Hot off the heels of their playoff elimination, John Hollinger takes a deep look at some of the problems facing the Denver Nuggets this offseason. As the Nuggets and Blazers tied for the division crown this year, it's well worth your time to read through the list of player decisions they must make and the financial philosophy that compromises some of their management's flexibility.
All of which takes us back to a basic, somewhat universal problem -- it's hard getting to this point in the first place, but often it's even harder getting back.
The Hornets thought they'd be back in contention when their season ended a year ago, and the Jazz thought the same thing the year before that when they made it to the Western Conference finals. The Nuggets learned a lot in this group's first venture past the first round of the playoffs, but it remains an open question whether they'll have a chance to apply what they learned next spring.
Taking all factors into consideration, and acknowledging that KP remains in a tough spot entering the draft and free agency thanks to Martell's continuing injury, Darius's contract, Blake's surgery, and Sergio's me-first posturing, I'd rather have Portland's problems than either Denver's or Utah's.
I'd also rather have Portland's projected roster. Even in the worst-case scenario described in the post below this one, the early, early, early expectation for Blazers fans should be the team's first outright division crown since 1998-1999. Anything less should be considered a disappointment.
And with that statement we can make another one: the championship window for the Blazers is now officially open. As Hollinger notes, that window can close just as quickly as it opens. Carpe Offseason, KP.
-------------------------
Work required. Set down the passage from the Blazers blog post word for word, starting with "I'd also rather" and going on through "Carpe Offseason, KP.".
-------------------------
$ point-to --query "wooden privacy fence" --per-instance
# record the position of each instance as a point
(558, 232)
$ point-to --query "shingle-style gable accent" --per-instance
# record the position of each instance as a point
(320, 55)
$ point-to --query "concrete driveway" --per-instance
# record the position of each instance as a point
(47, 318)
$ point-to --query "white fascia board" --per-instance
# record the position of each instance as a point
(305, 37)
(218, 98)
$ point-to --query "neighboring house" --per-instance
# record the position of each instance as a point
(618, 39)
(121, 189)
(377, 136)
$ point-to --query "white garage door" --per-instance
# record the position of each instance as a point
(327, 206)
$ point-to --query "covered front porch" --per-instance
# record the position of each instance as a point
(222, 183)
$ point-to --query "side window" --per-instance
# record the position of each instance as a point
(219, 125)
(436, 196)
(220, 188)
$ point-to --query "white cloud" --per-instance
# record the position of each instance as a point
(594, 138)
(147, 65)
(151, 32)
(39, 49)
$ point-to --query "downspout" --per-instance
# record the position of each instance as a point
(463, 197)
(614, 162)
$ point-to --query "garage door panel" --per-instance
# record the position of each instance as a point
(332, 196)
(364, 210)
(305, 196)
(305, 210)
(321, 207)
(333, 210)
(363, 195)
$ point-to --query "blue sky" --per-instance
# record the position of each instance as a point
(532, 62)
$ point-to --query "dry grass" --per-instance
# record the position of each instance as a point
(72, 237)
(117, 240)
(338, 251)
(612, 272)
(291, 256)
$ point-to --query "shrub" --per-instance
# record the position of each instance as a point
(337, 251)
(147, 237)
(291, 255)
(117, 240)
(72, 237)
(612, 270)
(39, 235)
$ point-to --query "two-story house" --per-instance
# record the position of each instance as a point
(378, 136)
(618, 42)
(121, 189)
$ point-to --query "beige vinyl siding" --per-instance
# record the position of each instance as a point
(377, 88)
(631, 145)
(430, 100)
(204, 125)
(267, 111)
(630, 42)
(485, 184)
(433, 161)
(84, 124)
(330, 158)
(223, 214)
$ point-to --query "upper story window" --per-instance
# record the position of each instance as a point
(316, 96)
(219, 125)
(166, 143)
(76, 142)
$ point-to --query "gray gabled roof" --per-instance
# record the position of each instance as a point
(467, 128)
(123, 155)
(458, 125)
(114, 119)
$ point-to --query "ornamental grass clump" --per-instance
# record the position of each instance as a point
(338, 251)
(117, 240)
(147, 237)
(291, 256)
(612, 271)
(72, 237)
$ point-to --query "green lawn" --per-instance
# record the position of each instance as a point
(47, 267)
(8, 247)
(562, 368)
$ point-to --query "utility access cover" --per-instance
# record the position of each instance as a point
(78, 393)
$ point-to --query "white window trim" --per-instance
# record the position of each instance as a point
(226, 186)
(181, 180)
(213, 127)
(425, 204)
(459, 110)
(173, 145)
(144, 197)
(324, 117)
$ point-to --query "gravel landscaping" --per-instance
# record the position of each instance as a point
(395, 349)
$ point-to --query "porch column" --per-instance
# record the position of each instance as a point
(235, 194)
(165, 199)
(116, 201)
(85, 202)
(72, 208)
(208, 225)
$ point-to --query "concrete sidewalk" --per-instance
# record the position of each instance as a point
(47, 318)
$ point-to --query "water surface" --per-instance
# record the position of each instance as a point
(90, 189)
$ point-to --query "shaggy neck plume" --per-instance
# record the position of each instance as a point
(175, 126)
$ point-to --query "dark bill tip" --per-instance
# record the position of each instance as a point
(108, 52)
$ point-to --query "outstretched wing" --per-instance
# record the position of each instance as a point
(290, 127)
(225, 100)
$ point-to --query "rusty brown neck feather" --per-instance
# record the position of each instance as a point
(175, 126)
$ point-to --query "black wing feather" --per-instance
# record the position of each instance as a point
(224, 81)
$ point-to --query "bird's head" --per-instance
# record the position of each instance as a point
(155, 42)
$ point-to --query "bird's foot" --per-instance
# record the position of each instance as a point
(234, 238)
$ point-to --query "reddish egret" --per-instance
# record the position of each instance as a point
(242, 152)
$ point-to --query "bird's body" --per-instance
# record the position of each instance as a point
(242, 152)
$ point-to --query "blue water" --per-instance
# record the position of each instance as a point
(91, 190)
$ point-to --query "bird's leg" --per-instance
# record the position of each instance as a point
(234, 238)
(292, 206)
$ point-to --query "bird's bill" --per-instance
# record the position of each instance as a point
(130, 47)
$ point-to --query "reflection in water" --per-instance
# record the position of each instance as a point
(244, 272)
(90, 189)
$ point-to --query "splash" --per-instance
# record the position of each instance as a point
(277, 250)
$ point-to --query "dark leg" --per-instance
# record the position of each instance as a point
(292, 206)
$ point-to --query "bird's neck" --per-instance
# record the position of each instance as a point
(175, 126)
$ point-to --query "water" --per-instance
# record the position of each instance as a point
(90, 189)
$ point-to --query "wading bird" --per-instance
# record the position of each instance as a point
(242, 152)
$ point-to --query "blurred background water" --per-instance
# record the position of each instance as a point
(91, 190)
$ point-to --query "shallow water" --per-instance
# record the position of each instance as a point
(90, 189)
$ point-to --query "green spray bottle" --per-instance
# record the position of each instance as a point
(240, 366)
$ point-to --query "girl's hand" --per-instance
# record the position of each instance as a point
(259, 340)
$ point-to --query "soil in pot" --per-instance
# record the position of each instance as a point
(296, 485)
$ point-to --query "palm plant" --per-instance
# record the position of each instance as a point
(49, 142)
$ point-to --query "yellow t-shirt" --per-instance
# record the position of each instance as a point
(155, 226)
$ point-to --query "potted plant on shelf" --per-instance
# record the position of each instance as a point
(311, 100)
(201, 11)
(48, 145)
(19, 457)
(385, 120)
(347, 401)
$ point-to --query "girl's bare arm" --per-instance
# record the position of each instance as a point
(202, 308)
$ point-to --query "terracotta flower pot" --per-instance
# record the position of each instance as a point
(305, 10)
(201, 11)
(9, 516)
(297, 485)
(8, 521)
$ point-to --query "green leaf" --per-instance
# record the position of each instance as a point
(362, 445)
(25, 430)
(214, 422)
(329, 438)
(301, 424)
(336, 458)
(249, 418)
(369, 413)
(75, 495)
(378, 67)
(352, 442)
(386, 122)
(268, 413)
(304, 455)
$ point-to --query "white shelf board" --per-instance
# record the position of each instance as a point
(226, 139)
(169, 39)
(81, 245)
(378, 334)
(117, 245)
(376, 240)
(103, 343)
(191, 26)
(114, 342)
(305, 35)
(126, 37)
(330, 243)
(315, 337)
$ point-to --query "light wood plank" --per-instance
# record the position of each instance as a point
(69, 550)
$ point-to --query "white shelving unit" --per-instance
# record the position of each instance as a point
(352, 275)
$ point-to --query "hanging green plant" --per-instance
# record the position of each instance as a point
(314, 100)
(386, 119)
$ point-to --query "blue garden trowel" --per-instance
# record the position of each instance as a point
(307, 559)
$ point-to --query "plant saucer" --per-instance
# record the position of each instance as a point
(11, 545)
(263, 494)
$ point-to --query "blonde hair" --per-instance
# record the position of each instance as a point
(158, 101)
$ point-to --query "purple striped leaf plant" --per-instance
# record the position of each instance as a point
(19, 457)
-------------------------
Finished exercise.
I'd also rather have Portland's projected roster. Even in the worst-case scenario described in the post below this one, the early, early, early expectation for Blazers fans should be the team's first outright division crown since 1998-1999. Anything less should be considered a disappointment.
And with that statement we can make another one: the championship window for the Blazers is now officially open. As Hollinger notes, that window can close just as quickly as it opens. Carpe Offseason, KP.